--- START OF Extract ---
Given a string, write a function to check if it is a permutation of a palin­ drome. A palindrome is a word or phrase that is the same forwards and backwards. A permutation is a rearrangement of letters. The palindrome does not need to be limited to just dictionary words.

 

Example1:

Input: "tactcoa"

Output: true（permutations: "tacocat"、"atcocta", etc.）

Solutions

Python3

class Solution:
    def canPermutePalindrome(self, s: str) -> bool:
        cnt = Counter(s)
        return sum(v & 1 for v in cnt.values()) < 2

class Solution:
    def canPermutePalindrome(self, s: str) -> bool:
        vis = set()
        for c in s:
            if c in vis:
                vis.remove(c)
            else:
                vis.add(c)
--- END OF Extract ---
Work to complete —
#1 In the palindrome permutation problem, what is a permutation defined as?
#2 Quote the passage of the palindrome permutation problem that opens with the words containing "return sum(v &" and closes with "vis.remove(c)".
--- START OF Information given ---
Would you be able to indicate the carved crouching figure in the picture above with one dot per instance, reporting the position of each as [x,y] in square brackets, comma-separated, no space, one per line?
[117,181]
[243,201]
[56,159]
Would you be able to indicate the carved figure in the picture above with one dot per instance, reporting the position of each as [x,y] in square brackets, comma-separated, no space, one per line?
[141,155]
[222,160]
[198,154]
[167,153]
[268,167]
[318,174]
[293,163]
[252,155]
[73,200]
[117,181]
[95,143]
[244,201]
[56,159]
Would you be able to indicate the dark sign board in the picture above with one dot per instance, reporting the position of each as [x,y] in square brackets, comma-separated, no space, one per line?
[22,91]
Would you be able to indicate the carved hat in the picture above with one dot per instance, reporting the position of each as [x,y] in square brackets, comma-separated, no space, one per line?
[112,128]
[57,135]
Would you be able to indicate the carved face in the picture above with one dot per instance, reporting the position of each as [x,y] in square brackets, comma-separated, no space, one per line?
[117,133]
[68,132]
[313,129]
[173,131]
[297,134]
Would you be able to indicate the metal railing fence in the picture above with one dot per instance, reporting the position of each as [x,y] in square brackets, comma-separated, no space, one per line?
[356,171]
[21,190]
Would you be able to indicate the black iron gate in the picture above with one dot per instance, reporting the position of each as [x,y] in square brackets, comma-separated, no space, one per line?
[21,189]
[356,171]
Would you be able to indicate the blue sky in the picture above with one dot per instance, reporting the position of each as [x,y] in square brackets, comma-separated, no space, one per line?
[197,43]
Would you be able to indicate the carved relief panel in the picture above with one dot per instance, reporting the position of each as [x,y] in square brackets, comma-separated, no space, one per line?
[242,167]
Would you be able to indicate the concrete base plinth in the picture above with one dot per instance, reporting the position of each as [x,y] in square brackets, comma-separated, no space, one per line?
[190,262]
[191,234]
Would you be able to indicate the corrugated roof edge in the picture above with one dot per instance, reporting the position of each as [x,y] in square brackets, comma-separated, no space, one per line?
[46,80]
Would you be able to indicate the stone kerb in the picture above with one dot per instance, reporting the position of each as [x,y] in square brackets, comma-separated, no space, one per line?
--- END OF Information given ---
Solutions in order —
#1 A rearrangement of letters.

#2
return sum(v & 1 for v in cnt.values()) < 2

class Solution:
    def canPermutePalindrome(self, s: str) -> bool:
        vis = set()
        for c in s:
            if c in vis:
                vis.remove(c)